**YOUR ASSIGNMENT**.
The answer must be every entry, retyped without a single difference.

**PROVIDED DATA**.

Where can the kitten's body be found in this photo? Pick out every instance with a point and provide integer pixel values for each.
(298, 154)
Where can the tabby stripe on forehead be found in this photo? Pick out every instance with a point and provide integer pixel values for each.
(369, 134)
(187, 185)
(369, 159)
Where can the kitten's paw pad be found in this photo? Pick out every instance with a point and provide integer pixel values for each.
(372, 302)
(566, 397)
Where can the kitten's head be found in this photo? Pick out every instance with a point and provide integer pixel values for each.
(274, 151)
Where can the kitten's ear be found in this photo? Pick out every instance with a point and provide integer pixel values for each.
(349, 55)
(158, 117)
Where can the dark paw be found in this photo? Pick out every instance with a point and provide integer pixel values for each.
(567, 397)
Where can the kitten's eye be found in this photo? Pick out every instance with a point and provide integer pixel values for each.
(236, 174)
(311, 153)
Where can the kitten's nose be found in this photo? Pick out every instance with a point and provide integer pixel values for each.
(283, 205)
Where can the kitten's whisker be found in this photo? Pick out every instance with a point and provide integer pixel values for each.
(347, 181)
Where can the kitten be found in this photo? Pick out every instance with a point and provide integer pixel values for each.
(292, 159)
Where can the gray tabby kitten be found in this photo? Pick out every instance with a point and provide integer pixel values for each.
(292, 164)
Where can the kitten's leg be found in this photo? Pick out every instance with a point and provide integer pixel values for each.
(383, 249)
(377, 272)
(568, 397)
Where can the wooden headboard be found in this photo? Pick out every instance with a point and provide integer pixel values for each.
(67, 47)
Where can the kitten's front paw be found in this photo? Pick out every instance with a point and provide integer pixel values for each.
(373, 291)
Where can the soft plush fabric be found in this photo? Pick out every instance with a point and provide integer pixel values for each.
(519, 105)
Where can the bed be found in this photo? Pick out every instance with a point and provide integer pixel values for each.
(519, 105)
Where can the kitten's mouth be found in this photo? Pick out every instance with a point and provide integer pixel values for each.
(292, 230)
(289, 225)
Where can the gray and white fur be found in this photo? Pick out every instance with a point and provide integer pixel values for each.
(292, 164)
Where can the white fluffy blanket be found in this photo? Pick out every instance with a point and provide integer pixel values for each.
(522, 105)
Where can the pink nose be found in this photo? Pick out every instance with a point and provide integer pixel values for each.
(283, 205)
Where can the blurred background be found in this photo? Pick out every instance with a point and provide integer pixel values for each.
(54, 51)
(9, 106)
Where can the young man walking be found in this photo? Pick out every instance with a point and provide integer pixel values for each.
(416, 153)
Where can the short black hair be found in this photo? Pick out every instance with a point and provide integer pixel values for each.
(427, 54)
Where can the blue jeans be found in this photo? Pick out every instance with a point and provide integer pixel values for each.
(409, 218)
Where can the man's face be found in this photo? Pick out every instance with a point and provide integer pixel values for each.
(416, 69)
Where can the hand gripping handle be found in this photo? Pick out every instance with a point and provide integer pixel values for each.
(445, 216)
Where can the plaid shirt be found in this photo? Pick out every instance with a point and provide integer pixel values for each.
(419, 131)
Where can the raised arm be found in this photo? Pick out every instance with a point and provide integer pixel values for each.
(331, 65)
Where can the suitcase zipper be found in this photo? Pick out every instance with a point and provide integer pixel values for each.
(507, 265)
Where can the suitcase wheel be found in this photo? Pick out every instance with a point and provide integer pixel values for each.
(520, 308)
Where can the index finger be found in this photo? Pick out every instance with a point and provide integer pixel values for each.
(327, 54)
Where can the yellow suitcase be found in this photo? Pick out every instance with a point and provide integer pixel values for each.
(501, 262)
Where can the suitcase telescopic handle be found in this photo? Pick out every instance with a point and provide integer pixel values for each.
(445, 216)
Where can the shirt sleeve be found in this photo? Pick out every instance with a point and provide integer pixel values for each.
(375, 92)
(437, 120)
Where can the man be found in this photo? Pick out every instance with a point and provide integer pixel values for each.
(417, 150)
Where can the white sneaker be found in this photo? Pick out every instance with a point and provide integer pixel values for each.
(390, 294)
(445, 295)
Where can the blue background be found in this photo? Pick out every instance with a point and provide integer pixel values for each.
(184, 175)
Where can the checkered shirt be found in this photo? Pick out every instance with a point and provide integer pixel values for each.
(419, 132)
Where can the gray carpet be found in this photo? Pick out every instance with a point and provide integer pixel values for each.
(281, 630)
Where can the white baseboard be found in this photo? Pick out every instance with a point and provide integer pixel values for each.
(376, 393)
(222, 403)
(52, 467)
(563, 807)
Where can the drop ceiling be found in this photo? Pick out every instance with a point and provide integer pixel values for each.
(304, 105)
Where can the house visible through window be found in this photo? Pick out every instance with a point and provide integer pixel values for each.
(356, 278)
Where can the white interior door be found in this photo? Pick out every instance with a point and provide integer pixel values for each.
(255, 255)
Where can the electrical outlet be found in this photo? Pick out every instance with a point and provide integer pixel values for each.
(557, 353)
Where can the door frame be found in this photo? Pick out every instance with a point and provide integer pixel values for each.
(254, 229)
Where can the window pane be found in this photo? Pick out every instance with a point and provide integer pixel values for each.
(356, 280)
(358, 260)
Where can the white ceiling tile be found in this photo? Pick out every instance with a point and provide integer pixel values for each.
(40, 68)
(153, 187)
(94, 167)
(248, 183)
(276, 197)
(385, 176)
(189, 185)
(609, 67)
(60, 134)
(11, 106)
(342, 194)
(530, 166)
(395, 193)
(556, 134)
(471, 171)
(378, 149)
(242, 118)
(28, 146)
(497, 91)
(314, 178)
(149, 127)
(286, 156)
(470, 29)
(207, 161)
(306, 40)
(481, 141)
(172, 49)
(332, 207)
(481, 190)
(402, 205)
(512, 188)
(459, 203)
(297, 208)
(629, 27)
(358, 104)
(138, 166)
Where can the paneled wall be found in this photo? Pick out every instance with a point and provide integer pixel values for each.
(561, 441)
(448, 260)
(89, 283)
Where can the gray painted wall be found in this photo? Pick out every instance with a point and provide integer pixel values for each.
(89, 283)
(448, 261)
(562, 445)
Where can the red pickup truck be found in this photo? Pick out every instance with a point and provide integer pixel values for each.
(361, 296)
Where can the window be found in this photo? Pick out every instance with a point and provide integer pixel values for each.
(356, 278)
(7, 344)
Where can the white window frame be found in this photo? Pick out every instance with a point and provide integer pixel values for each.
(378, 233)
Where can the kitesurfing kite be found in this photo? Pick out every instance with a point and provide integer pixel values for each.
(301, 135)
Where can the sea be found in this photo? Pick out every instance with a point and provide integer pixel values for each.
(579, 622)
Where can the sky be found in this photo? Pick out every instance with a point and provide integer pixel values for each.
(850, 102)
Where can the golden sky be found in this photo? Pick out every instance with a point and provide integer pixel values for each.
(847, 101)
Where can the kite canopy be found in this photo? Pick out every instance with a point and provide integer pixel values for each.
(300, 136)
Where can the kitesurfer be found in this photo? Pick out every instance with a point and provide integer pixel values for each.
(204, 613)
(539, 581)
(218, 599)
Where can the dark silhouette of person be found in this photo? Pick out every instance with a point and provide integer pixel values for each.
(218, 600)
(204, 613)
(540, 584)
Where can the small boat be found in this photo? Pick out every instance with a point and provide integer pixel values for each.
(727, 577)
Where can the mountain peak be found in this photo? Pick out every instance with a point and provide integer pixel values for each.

**WRITTEN REPLY**.
Where can the kitten's body be found in this photo? Pick out every instance with a point and provide integer pixel values for each.
(298, 154)
Where can the tabby stripe on forehead be found in this photo? Pick out every instance with a point and provide integer pixel values for each.
(369, 134)
(187, 185)
(369, 159)
Where can the kitten's paw pad be found in this photo? Pick out every instance with a point and provide integer pixel values for each.
(372, 302)
(566, 397)
Where can the kitten's head be found in this photo? Pick out every instance with a point and provide integer pixel values for each.
(274, 151)
Where can the kitten's ear be found in this photo? Pick out every instance with a point and provide integer pixel values for each.
(349, 55)
(158, 117)
Where can the dark paw be found in this photo? Pick out every instance with a point and provide integer pixel values for each.
(567, 397)
Where can the kitten's eye be found in this photo? Pick out every instance with a point and provide integer pixel values for each.
(236, 174)
(311, 153)
Where can the kitten's nose be found in this photo? Pick out every instance with a point and provide integer pixel values for each.
(283, 205)
Where can the kitten's whisker be found in this photo? Pick out every instance with a point and provide integer pixel values for each.
(347, 181)
Where can the kitten be found in this photo? Pick out every instance with a point and provide integer pixel values for each.
(292, 159)
Where can the gray tabby kitten be found in this photo? Pick out every instance with a point and provide integer pixel values for each.
(292, 164)
Where can the kitten's leg be found in this photo? Pick out every instance with a point and provide integer pixel values for each.
(383, 249)
(377, 272)
(568, 397)
Where can the wooden headboard be found in this photo? Pick out every instance with a point and provide integer pixel values for each.
(67, 47)
Where can the kitten's front paw be found in this photo? Pick out every instance with a point and provide integer pixel values for each.
(373, 291)
Where can the soft plush fabric be found in this photo? Pick out every instance with a point and provide integer pixel values for each.
(519, 105)
Where can the bed be found in this photo? Pick out every instance with a point and provide integer pixel values for each.
(519, 105)
Where can the kitten's mouth be found in this photo? Pick out every instance with a point and provide integer pixel values for each.
(292, 230)
(289, 225)
Where can the gray and white fur be found in this photo? Pick out every instance with a point and provide integer pixel values for each.
(292, 164)
Where can the white fluffy blanket be found in this photo? Pick out every instance with a point and provide integer pixel values for each.
(522, 105)
Where can the pink nose be found in this photo? Pick out every instance with a point and provide integer pixel values for each.
(283, 205)
Where can the blurred background be found in this photo? Pick out every instance with a point and provide integer pixel values for each.
(54, 51)
(9, 106)
Where can the young man walking be found in this photo? Pick out every instance with a point and provide integer pixel values for each.
(416, 153)
Where can the short black hair be found in this photo? Pick out every instance with a point and provide integer pixel values for each.
(427, 54)
Where can the blue jeans be found in this photo? Pick out every instance with a point and provide integer pixel values for each.
(409, 218)
Where can the man's face be found in this photo? Pick out every instance with a point and provide integer pixel values for each.
(416, 69)
Where can the hand gripping handle be found in this photo? Pick out every instance with a point and provide integer pixel values for each.
(445, 216)
Where can the plaid shirt be found in this photo? Pick out every instance with a point and provide integer pixel values for each.
(419, 131)
Where can the raised arm be found in this photo? Pick out every instance with a point and provide integer pixel values for each.
(331, 65)
Where can the suitcase zipper be found in this photo? Pick out every instance with a point and provide integer pixel values for each.
(507, 265)
Where can the suitcase wheel be found in this photo? Pick out every instance with a point and provide integer pixel values for each.
(520, 308)
Where can the index finger be found in this photo? Pick out every instance with a point and provide integer pixel values for each.
(327, 54)
Where can the yellow suitcase be found in this photo? Pick out every instance with a point and provide integer pixel values for each.
(501, 262)
Where can the suitcase telescopic handle be found in this photo? Pick out every instance with a point and provide integer pixel values for each.
(445, 216)
Where can the shirt sleeve be found in this photo? Pick out every instance with a point and provide integer pixel values for each.
(375, 92)
(437, 120)
Where can the man be found in this photo? Pick out every instance with a point and provide integer pixel values for each.
(417, 150)
Where can the white sneaker be found in this photo? Pick out every instance with a point and provide integer pixel values for each.
(390, 294)
(445, 295)
Where can the blue background be found in this photo? Pick out every instance with a point and provide integer pixel values for each.
(184, 175)
Where can the checkered shirt be found in this photo? Pick out every instance with a point and provide integer pixel values for each.
(419, 132)
Where can the gray carpet be found in this photo? Pick out every instance with a point and provide integer pixel values for each.
(281, 630)
Where can the white baseboard be found in this photo? Pick out every instance with a point and provide integer pixel values for each.
(376, 393)
(222, 403)
(52, 467)
(563, 807)
Where can the drop ceiling be found in this photo? Pick out every instance with a point and provide integer pixel values for each.
(304, 105)
Where can the house visible through window be found in this photo? Pick out every instance with a point and provide integer pixel values for each.
(356, 278)
Where can the white interior door be found in this photo? Pick out every instance with a point and provide integer pixel values for each.
(255, 255)
Where can the electrical outlet be found in this photo? Pick out every instance with a point and provide integer pixel values for each.
(557, 353)
Where can the door frame be found in this photo? Pick out every instance with a point and provide integer pixel values for each.
(254, 229)
Where can the window pane be found in this photo? Pick out every instance with a point and provide integer pixel values for each.
(356, 280)
(358, 260)
Where can the white ceiling tile be found in this photo? Pick out every instance with a point and provide integer pixel values for each.
(40, 68)
(153, 187)
(94, 167)
(248, 183)
(276, 197)
(385, 176)
(189, 185)
(609, 67)
(60, 134)
(11, 106)
(342, 194)
(530, 166)
(395, 193)
(556, 134)
(471, 171)
(378, 149)
(242, 118)
(28, 146)
(497, 91)
(314, 178)
(149, 127)
(286, 156)
(470, 29)
(207, 161)
(306, 40)
(481, 141)
(172, 49)
(332, 207)
(481, 190)
(402, 205)
(512, 188)
(459, 203)
(297, 208)
(629, 27)
(358, 104)
(138, 166)
Where can the paneled wall be found in this photo? Pick out every instance with a point and provide integer pixel values for each.
(561, 441)
(448, 260)
(89, 283)
Where can the gray painted wall be found in this photo? Pick out every instance with a point and provide integer pixel values for each.
(89, 283)
(448, 261)
(562, 445)
Where can the red pickup truck be found in this photo? Pick out every instance with a point and provide integer pixel values for each.
(361, 296)
Where can the window be found in this photo? Pick out every instance with a point and provide integer pixel values for each.
(356, 278)
(7, 344)
Where can the white window frame be found in this photo? Pick out every instance with a point and provide integer pixel values for each.
(378, 233)
Where can the kitesurfing kite be found in this photo? Pick out every instance with a point and provide integer pixel values for each.
(301, 135)
Where can the sea be found in this photo? Pick out every instance with a point and provide integer pixel values for each.
(579, 622)
Where can the sky be found in this photo? Pick out every instance with a point and provide integer pixel values for each.
(850, 102)
Where can the golden sky be found in this photo? Pick out every instance with a point and provide integer pixel values for each.
(847, 101)
Where can the kite canopy be found in this photo? Pick out every instance with a point and provide integer pixel values for each.
(300, 136)
Where can the kitesurfer be found in this photo? Pick out every instance with a point and provide integer pixel values for each.
(204, 613)
(539, 581)
(218, 599)
Where can the dark silhouette of person be found in this photo? Pick out every instance with a point and provide integer pixel values for each.
(218, 600)
(204, 613)
(540, 584)
Where can the small boat be found in this photo? Pick out every instance with a point and provide integer pixel values for each.
(727, 577)
Where can the mountain peak be found in this photo? Pick out every instance with a point and provide integer pixel values for each.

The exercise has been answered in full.